* SUPPLIED TEXT
This Friday, February 29th @ Safari Sam's with 400 Blows & Donita Sparks
Unlike Brazilian Girls and the Black Rebel Motorcycle Club, Ninja Academy are actual ninja. Skulking in half-shadows, their various masked members stand as still as stone before unleashing a furious assault of ass-kicking, textured hard rock. Ninja Academy stuns, surprises, and makes deadly love to your eardrums with a bevy of technical mastery, bizarre musical weapons, honor, and grace.
A duo on bass and drum-kit, Indo Ninja and Outdo Ninja respectively, start off the show, playing music with a clean, Slint-like vibe of long and beautiful song scapes that occasionally burst into aggressive slaughter. We caught their last show at Malibu Inn last fall, shortly before the clan disappeared back into the shadows for a few months, no doubt hanging from eaves and strengthening their iron bodies for a bloody return.
That time has now arrived with their first live show of 2008 this Friday at Safari Sam's, where they'll be playing with the renowned 400 Blows and Donita Sparks of L7 fame. Thrill to Indo Ninja's dexterous command of his bass, while Outdo Ninja hypnotizes you. Outdo is one of the most engaging, badass drummers I've ever seen perform, it is hard to take your eyes off of his hard-pounding, with lush flurries of hammering. These ninjas skills know no match!

* ITEMS
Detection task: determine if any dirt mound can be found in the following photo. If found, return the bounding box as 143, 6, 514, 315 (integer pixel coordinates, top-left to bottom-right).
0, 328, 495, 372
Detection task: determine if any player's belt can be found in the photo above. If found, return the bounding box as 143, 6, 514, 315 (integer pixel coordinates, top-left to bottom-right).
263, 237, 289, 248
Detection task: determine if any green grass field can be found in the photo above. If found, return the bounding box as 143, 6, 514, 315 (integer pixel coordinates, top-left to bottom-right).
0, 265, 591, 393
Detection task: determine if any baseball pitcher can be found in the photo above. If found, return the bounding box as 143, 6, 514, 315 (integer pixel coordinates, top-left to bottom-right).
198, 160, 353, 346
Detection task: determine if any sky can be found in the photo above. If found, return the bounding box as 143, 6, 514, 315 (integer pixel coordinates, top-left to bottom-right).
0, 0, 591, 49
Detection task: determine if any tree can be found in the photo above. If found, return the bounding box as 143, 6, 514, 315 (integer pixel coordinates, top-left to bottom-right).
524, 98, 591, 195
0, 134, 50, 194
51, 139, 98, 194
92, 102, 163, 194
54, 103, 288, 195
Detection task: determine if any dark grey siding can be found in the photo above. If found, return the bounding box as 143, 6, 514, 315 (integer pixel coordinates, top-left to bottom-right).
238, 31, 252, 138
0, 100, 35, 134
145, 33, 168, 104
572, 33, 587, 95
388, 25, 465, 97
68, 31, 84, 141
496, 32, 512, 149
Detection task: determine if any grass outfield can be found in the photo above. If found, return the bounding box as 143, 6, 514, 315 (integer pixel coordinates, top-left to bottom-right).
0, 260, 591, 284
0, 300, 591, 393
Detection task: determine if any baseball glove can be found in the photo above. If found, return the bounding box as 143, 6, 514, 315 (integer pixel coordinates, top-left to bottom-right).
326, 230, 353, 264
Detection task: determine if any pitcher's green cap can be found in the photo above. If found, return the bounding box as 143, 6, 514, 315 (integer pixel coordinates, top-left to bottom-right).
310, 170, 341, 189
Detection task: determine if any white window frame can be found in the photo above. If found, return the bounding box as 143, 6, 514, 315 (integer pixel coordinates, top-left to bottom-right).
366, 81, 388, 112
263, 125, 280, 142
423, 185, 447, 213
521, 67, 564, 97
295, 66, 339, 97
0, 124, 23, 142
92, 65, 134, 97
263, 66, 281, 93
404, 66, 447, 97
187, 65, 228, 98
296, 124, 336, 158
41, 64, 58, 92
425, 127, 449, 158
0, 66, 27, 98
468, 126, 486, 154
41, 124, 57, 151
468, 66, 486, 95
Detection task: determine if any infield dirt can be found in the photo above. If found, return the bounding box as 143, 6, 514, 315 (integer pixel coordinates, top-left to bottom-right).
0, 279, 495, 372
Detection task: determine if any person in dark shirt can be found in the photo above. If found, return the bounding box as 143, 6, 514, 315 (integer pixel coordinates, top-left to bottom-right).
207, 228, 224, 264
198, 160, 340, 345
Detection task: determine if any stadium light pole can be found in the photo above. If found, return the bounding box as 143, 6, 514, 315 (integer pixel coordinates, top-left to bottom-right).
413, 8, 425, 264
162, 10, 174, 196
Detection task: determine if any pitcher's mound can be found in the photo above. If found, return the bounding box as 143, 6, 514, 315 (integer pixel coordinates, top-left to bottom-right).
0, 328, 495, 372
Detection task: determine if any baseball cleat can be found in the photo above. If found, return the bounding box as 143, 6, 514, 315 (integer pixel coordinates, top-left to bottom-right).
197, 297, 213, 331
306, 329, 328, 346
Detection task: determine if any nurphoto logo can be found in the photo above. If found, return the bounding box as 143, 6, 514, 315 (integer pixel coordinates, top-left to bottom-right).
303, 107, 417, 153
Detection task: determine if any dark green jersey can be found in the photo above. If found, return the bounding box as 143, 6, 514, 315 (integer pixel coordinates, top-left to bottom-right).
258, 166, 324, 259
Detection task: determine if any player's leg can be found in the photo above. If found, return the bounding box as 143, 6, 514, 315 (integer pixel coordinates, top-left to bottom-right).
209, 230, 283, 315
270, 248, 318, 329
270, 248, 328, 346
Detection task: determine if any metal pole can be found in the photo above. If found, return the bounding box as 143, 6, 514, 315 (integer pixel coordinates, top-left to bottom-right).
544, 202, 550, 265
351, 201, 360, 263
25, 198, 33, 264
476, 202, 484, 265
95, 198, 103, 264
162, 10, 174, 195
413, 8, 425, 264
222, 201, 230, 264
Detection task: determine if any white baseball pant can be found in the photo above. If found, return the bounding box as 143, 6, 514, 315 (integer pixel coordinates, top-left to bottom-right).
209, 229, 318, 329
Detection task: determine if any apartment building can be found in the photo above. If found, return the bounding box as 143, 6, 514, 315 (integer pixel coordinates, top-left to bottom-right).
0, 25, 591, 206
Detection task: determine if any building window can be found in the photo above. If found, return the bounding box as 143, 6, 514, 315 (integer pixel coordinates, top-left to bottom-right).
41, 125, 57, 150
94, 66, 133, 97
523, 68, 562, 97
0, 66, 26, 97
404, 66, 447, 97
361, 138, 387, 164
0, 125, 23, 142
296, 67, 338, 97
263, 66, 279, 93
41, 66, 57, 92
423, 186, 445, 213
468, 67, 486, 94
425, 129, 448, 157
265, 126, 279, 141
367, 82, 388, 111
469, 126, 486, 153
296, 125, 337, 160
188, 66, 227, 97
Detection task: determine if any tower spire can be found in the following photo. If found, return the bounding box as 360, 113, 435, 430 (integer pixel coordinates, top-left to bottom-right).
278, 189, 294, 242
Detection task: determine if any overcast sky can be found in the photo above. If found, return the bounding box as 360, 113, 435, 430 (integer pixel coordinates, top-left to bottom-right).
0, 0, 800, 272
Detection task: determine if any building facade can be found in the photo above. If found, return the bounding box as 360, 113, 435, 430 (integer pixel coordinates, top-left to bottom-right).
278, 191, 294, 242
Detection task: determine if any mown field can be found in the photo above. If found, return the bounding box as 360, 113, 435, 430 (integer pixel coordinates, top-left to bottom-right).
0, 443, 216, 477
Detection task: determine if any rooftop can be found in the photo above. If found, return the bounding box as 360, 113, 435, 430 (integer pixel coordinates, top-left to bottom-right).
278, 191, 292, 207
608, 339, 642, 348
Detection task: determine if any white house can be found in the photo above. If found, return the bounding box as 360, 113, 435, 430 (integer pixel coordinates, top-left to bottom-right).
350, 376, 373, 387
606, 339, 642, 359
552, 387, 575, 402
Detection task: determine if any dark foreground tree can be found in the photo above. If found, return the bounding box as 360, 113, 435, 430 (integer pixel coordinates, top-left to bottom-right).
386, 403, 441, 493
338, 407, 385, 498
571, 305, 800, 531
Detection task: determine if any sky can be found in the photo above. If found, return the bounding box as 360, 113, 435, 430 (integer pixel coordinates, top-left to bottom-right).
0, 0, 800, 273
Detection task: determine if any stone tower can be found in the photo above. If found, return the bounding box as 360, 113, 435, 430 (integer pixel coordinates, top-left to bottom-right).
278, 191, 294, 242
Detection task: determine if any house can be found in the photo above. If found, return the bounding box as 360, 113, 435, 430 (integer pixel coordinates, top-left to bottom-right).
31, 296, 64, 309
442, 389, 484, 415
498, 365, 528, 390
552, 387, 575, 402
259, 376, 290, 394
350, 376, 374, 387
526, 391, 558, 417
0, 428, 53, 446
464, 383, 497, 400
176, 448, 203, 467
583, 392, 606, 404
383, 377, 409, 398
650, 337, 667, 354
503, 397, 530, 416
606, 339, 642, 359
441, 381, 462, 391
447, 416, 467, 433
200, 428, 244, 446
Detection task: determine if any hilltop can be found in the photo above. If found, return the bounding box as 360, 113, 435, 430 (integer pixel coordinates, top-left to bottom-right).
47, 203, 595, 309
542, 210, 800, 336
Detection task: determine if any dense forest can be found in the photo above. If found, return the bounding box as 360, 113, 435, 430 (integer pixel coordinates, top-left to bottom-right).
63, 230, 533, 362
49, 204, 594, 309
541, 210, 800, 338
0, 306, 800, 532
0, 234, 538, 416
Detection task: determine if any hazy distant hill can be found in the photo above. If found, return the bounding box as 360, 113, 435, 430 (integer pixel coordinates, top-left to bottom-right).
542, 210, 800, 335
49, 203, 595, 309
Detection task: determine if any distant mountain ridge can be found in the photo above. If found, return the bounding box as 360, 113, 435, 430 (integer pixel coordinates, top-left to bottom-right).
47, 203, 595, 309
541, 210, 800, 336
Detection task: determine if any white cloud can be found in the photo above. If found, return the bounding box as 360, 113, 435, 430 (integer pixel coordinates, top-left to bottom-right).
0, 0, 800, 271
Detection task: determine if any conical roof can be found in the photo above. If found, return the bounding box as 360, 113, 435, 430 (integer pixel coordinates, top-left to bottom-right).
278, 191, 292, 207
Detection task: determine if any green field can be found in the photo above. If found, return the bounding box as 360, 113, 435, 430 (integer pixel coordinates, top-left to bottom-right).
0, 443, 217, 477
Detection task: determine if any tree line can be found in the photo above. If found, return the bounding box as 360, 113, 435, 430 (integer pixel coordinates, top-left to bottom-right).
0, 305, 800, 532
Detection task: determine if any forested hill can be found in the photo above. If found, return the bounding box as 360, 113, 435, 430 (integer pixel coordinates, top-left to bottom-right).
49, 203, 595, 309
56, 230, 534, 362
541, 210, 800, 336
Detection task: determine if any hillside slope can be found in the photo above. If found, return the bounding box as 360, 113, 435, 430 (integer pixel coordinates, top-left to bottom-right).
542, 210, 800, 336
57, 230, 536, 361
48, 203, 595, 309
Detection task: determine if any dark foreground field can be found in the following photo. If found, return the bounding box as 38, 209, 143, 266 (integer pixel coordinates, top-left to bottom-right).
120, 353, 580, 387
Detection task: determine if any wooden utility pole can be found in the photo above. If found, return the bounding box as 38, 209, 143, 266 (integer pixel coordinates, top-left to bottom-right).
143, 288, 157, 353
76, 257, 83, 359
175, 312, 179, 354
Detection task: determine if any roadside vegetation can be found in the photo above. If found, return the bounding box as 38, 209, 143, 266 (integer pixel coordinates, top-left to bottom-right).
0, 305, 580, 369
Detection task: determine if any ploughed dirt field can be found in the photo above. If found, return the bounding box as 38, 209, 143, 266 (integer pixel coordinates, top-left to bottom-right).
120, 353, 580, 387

* TASK DETAILS
Rewrite the Ninja Academy show preview from "That time has" up to and including "know no match!", changing "hypnotizes" to "mesmerizes".

* WRITTEN SOLUTION
That time has now arrived with their first live show of 2008 this Friday at Safari Sam's, where they'll be playing with the renowned 400 Blows and Donita Sparks of L7 fame. Thrill to Indo Ninja's dexterous command of his bass, while Outdo Ninja mesmerizes you. Outdo is one of the most engaging, badass drummers I've ever seen perform, it is hard to take your eyes off of his hard-pounding, with lush flurries of hammering. These ninjas skills know no match!